- _DIRECTIONS FOR THIS TASK_
Filter this material down to the lines that contain the string "shirt", and return those lines.

- _SUPPLIED MATERIAL_
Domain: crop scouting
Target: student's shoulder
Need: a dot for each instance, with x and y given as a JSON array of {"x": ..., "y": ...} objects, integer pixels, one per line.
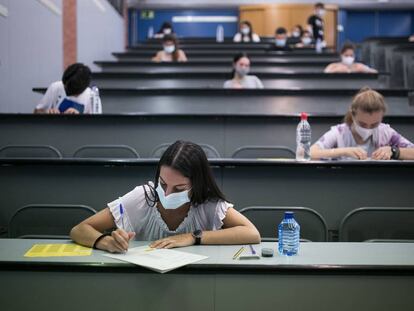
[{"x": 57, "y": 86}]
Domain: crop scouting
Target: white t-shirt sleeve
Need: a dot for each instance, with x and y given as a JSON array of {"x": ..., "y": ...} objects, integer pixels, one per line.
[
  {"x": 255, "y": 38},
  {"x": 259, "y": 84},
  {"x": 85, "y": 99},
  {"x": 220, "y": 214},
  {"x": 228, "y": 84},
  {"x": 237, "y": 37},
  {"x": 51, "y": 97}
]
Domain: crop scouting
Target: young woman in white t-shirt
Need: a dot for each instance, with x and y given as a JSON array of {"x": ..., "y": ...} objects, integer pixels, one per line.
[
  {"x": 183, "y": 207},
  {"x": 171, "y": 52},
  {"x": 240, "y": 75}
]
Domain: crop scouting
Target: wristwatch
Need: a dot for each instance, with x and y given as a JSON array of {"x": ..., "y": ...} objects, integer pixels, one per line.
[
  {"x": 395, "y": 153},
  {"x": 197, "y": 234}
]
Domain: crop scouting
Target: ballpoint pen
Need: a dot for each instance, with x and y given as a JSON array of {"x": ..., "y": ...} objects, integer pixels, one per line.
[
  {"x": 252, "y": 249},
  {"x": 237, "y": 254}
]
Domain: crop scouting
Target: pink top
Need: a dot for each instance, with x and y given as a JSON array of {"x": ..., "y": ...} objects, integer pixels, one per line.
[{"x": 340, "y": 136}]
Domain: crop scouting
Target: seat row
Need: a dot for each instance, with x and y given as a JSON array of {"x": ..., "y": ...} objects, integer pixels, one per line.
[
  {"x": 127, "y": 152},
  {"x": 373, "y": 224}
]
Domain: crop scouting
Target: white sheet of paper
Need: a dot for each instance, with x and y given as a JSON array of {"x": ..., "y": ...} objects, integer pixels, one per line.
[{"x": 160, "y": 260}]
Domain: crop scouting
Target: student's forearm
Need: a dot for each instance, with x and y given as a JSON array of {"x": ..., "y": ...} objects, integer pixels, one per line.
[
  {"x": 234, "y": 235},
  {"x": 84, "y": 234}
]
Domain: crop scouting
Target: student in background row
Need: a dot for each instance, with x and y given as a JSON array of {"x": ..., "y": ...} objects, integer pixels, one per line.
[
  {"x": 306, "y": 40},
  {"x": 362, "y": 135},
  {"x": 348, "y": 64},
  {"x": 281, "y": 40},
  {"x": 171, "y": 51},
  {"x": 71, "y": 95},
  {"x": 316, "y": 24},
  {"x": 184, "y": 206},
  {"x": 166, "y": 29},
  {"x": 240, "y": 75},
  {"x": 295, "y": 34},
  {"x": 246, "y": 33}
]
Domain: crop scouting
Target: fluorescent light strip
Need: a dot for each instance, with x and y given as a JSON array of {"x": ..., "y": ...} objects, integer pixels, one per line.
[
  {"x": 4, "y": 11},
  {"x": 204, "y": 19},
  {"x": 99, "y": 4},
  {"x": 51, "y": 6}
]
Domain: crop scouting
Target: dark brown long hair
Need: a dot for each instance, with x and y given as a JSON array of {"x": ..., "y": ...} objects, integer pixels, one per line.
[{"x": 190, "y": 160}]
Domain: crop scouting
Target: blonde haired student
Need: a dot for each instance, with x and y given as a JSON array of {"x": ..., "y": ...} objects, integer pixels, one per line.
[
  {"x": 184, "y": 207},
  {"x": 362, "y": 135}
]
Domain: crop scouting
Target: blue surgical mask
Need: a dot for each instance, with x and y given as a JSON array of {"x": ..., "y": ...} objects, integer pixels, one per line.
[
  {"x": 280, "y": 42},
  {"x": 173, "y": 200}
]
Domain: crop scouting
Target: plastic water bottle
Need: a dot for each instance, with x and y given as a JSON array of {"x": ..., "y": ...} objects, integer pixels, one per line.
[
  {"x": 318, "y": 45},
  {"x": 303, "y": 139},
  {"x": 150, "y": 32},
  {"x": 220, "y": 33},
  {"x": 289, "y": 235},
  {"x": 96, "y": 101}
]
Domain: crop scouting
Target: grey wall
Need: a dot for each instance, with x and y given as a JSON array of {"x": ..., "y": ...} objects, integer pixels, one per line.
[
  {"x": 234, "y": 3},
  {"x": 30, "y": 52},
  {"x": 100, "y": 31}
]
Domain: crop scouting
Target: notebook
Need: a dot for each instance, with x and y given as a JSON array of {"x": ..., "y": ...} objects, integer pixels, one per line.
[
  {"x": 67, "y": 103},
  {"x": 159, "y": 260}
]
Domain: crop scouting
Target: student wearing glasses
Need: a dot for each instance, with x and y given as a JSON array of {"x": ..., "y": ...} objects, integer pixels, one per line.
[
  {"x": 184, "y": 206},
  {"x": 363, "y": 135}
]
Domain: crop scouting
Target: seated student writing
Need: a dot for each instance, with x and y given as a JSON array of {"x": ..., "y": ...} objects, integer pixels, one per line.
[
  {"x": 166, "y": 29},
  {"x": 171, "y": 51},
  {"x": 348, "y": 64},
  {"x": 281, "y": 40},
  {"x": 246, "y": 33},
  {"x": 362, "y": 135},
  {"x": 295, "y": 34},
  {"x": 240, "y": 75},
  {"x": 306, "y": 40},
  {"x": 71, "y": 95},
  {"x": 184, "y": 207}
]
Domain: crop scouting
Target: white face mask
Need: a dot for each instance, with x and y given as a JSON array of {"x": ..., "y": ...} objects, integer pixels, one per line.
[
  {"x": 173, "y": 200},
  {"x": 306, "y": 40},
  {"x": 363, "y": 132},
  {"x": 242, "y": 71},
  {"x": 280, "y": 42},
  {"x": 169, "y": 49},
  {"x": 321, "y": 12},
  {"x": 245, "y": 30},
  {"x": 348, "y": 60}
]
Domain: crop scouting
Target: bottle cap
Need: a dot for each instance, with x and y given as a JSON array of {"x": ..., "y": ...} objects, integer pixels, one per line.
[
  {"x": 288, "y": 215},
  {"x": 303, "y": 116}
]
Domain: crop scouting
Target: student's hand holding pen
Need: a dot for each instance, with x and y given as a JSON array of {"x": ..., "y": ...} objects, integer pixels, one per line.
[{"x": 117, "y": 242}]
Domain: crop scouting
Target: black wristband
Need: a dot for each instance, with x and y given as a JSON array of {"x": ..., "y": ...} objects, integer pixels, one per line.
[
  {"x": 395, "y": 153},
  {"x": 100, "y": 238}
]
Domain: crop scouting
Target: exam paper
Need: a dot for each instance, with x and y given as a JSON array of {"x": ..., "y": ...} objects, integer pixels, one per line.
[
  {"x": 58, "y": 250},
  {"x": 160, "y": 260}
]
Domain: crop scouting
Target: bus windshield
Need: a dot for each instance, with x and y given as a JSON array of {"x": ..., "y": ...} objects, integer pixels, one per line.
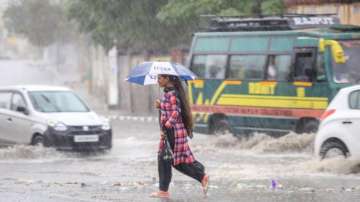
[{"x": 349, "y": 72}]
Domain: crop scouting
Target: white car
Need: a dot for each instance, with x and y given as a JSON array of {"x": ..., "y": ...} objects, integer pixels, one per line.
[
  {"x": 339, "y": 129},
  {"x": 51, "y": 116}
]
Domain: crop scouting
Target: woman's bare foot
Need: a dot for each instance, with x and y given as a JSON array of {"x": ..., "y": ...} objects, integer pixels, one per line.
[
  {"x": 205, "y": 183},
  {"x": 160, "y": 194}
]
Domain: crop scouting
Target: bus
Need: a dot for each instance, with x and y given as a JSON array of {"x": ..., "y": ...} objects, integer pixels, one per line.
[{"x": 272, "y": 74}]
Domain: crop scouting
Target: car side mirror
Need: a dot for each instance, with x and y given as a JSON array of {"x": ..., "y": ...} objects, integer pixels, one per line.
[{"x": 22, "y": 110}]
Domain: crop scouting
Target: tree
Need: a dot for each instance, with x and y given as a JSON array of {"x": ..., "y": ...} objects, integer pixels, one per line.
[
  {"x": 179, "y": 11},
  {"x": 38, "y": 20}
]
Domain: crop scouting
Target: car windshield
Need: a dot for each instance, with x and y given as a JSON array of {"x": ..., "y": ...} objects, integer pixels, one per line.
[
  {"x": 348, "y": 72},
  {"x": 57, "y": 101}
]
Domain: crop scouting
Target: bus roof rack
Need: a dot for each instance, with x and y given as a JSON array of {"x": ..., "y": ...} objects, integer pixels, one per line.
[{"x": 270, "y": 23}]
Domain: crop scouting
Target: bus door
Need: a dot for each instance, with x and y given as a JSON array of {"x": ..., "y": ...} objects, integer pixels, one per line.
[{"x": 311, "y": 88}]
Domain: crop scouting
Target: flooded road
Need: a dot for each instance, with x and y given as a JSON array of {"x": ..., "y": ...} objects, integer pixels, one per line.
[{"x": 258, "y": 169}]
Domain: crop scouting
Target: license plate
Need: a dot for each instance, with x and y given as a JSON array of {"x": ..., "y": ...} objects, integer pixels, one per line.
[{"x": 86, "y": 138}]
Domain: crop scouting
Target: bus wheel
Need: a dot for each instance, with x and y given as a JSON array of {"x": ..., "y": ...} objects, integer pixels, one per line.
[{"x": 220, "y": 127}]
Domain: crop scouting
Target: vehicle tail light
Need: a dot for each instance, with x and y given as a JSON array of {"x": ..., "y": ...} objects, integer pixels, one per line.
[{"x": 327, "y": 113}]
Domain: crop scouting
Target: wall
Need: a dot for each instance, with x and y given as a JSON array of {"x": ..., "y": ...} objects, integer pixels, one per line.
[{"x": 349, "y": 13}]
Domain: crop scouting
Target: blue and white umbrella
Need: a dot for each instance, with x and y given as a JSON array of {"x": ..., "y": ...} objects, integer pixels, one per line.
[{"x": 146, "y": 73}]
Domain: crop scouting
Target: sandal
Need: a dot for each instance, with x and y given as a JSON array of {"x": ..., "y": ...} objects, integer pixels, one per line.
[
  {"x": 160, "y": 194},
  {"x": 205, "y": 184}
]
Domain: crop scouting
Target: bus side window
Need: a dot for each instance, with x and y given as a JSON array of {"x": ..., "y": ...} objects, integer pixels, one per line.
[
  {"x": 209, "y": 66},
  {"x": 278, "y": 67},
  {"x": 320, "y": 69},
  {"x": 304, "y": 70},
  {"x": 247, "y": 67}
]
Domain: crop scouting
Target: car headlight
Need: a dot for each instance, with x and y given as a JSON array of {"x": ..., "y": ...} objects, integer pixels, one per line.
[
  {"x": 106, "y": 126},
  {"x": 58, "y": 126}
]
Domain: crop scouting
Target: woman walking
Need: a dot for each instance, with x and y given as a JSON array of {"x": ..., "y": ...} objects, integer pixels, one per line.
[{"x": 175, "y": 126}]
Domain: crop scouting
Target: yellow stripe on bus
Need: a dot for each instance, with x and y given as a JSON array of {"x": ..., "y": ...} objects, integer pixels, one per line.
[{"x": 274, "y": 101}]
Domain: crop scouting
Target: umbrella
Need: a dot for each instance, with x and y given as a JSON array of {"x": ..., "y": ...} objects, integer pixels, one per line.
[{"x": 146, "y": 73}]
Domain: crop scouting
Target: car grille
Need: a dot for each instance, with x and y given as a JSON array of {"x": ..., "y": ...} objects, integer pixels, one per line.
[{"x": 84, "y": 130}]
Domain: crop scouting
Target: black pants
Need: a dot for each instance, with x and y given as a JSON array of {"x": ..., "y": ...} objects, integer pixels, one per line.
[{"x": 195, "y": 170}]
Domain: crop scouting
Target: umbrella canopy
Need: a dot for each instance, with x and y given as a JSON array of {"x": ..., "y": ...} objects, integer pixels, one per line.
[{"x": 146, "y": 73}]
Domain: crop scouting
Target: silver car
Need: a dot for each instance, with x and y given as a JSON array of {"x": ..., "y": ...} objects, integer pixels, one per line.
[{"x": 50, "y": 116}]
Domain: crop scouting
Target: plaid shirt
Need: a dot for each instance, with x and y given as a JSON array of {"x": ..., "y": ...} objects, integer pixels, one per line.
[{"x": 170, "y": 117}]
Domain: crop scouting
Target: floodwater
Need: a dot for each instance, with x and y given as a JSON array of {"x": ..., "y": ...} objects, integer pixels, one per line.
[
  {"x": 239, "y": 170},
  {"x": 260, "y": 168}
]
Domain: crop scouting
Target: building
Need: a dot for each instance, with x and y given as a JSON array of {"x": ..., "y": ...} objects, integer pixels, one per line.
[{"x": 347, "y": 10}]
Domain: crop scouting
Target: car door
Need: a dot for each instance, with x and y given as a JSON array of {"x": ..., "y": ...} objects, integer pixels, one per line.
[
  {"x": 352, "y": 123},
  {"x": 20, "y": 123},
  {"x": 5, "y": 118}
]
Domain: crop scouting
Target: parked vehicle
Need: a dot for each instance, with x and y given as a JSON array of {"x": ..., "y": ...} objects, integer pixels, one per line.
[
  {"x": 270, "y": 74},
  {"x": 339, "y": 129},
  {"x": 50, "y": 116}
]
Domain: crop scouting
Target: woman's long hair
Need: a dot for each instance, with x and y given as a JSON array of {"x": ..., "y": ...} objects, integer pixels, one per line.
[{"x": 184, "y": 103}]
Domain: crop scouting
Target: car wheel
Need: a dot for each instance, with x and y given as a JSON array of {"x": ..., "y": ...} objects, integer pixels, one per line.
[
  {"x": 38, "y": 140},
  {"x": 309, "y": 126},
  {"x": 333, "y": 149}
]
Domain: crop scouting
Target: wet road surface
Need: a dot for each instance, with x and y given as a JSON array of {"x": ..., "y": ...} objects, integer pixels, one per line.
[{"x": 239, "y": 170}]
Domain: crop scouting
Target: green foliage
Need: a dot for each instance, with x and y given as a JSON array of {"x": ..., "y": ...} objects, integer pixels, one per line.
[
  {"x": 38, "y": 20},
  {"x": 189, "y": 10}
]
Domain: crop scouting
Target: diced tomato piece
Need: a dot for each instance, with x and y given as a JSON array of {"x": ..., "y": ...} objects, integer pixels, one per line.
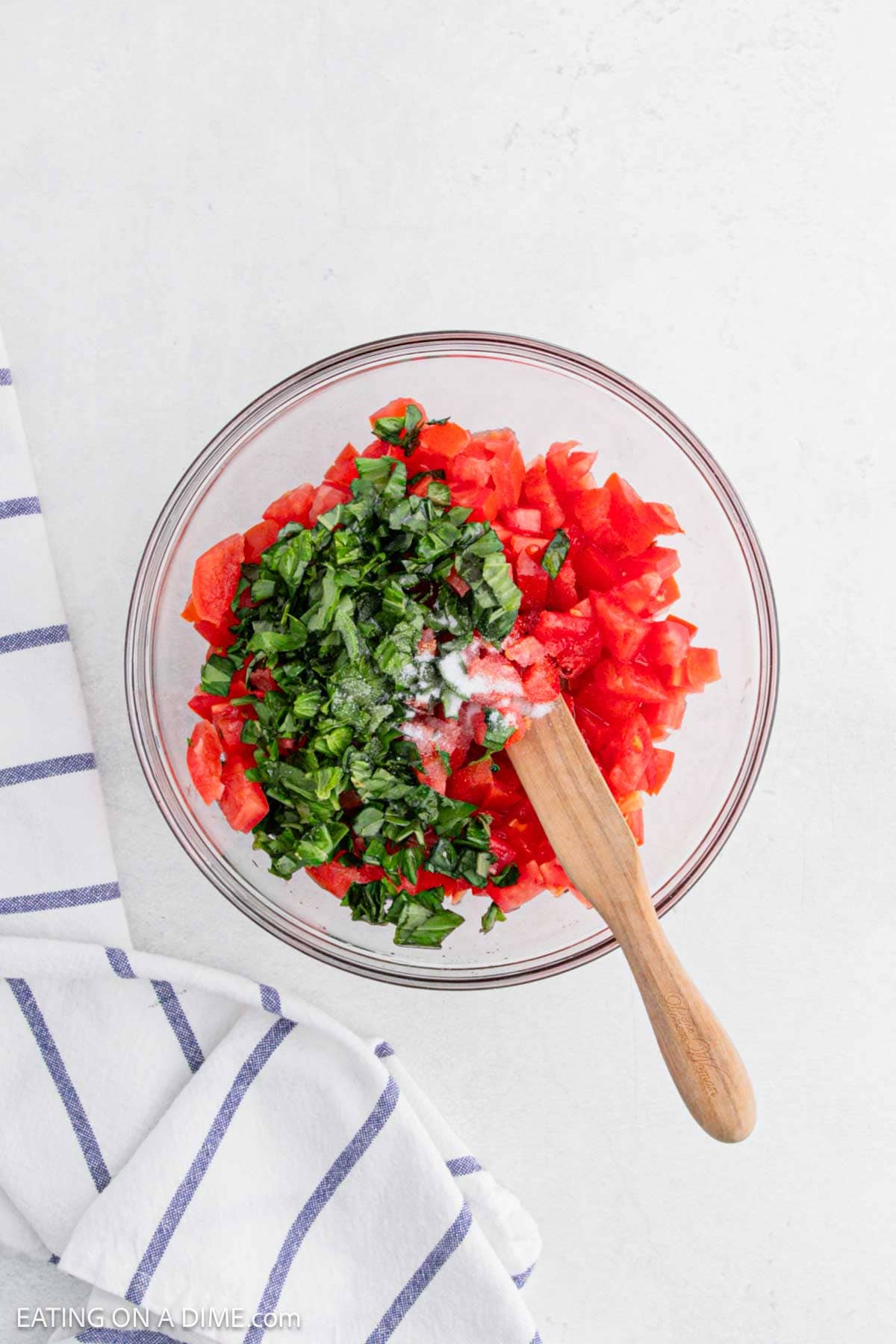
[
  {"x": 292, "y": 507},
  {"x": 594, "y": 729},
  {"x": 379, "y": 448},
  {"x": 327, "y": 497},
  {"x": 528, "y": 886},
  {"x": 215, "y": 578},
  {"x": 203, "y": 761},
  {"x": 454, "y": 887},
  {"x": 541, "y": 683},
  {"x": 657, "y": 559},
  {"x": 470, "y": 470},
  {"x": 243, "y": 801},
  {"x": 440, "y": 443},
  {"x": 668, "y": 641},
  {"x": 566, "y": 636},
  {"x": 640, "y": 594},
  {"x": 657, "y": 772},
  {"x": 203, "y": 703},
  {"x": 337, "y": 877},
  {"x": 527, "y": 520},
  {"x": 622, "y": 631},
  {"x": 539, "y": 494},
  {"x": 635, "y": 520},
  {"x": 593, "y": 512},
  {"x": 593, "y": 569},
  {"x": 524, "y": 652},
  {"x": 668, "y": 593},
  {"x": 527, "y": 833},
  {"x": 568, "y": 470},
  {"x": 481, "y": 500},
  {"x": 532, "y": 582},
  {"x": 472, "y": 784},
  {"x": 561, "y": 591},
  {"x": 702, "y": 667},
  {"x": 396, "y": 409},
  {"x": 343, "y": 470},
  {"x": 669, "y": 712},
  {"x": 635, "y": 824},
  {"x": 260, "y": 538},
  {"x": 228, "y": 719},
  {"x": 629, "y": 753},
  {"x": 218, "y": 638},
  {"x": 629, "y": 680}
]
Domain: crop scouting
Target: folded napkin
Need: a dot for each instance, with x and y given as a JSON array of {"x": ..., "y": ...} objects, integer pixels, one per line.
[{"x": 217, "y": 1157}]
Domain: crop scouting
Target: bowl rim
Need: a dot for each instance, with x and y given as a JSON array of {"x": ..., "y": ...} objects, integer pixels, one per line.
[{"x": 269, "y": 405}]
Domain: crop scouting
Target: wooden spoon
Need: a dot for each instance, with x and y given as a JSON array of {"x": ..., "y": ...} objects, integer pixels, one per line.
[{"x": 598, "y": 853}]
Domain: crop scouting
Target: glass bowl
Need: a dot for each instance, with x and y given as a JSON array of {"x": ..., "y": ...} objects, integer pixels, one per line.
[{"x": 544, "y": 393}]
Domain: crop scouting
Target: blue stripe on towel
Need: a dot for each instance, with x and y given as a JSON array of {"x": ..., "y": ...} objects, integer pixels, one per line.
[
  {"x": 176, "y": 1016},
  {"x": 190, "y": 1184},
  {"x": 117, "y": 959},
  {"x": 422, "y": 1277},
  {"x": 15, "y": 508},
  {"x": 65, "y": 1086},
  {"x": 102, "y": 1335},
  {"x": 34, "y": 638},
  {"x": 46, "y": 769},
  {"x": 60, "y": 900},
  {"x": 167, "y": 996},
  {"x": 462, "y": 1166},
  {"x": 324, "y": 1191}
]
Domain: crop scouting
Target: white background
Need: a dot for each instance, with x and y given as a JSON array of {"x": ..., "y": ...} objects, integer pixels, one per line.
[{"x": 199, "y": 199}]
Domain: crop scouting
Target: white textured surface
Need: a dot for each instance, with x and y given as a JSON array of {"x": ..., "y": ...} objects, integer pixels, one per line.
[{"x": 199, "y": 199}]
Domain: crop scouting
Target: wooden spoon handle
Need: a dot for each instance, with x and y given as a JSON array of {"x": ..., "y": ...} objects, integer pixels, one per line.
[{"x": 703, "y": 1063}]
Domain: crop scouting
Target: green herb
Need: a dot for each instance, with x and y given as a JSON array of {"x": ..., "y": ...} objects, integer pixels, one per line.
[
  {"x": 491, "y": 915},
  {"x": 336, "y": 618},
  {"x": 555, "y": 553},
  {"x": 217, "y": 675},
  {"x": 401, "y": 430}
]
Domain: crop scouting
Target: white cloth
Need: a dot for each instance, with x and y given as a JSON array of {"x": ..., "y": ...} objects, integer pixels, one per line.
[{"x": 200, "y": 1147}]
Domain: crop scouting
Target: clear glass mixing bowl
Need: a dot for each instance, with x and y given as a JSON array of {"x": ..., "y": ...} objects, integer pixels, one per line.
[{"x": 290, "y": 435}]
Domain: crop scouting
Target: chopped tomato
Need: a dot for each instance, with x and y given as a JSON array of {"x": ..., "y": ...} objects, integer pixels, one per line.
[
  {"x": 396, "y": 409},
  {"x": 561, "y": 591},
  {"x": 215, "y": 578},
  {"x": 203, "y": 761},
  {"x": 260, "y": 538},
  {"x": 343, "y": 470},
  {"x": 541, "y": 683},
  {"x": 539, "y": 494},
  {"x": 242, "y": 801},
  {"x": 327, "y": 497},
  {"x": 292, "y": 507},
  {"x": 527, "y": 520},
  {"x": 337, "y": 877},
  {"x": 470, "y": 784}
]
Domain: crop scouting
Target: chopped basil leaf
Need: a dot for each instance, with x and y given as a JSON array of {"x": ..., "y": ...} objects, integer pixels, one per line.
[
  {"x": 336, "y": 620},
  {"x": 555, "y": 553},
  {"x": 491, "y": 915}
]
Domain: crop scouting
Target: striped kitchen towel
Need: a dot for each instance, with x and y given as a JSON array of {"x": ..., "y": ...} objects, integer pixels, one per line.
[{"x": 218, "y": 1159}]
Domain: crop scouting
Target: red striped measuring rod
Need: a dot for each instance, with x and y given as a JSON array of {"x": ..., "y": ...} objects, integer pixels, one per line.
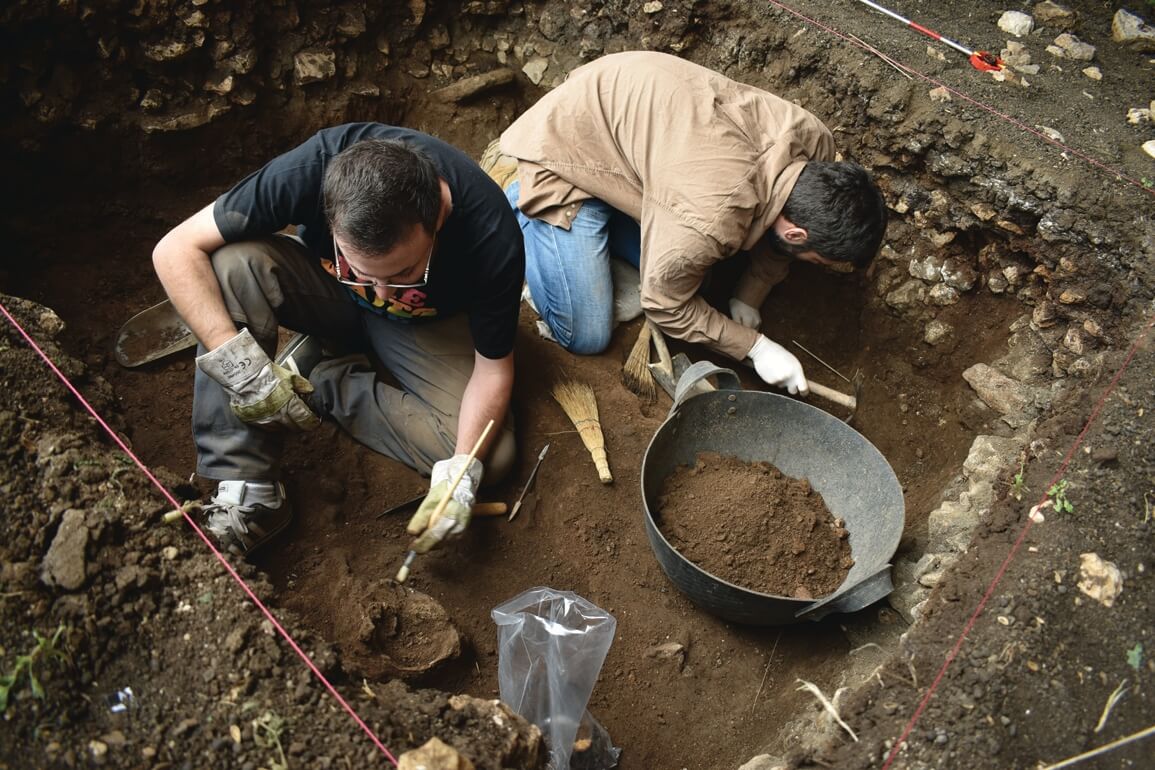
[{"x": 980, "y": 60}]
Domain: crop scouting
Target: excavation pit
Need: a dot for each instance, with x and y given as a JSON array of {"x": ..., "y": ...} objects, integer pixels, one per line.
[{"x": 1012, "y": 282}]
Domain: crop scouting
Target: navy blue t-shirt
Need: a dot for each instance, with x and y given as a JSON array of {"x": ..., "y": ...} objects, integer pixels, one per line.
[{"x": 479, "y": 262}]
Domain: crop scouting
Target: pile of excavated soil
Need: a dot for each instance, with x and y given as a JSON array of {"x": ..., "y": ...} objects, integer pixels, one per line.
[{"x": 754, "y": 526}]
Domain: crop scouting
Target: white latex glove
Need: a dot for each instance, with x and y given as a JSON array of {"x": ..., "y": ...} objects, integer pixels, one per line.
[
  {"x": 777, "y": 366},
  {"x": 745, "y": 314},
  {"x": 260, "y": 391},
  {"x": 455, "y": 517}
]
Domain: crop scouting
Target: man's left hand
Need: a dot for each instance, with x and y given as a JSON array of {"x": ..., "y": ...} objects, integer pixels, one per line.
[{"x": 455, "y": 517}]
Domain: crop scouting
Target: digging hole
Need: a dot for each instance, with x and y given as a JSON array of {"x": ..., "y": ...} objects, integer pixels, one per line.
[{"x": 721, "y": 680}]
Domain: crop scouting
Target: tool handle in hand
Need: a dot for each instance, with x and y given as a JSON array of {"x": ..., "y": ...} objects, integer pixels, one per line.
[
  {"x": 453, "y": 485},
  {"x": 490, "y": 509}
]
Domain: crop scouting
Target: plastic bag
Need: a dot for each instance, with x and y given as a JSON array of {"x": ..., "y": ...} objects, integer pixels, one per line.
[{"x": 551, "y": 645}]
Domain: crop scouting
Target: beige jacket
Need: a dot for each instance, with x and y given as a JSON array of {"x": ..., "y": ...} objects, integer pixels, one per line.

- _COMPLETED EXERCISE_
Target: white t-shirt sleeve
Target: young woman in white t-shirt
Target: plaid shirt
Target: navy blue t-shirt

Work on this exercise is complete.